Please render every line of the entries below as a numbered list, leaving out blank lines and any pictures.

** start **

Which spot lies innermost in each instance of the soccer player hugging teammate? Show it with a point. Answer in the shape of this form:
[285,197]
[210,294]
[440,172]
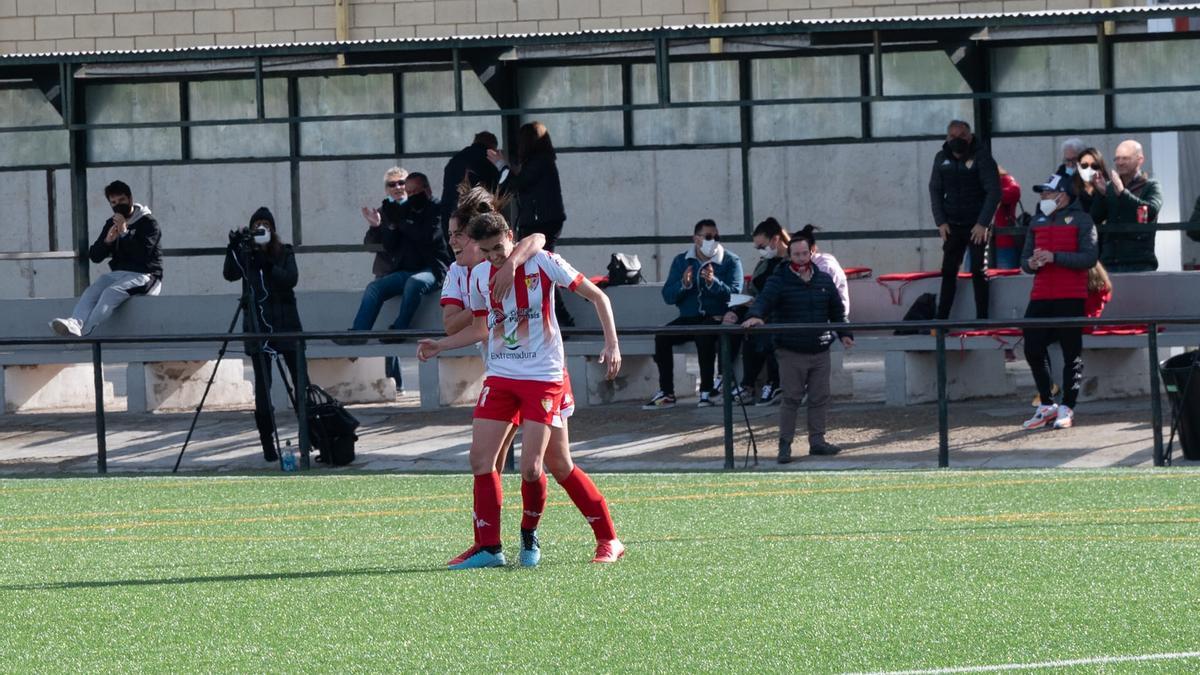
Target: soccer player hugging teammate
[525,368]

** end **

» **Problem solution**:
1. Which spot lies innermost in each instance of the soccer player hugging teammate? Show it with a point. Answer in the shape of this form:
2. [285,197]
3. [210,294]
4. [440,172]
5. Target: soccer player hugging teammate
6. [525,368]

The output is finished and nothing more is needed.